__Job__. Pick out each line below that contains the word "ears" and copy it.

__Dataset excerpts__.

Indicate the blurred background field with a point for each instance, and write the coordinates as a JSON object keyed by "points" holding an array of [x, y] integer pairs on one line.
==
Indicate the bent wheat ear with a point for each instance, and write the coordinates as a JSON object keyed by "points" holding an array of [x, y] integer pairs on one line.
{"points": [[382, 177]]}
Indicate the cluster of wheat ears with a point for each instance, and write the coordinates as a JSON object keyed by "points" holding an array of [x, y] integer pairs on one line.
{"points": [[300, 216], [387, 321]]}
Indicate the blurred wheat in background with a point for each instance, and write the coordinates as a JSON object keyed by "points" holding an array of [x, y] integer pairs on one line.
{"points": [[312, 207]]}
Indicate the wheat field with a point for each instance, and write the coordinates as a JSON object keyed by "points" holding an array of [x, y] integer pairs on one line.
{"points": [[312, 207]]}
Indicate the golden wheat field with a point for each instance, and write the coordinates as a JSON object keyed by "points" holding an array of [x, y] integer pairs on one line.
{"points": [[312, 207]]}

__Solution to this problem__.
Indicate the cluster of wheat ears with a point for each instance, and write the coordinates as a JSON object keyed by "points" holding an array of [x, y] integer pairs on one line.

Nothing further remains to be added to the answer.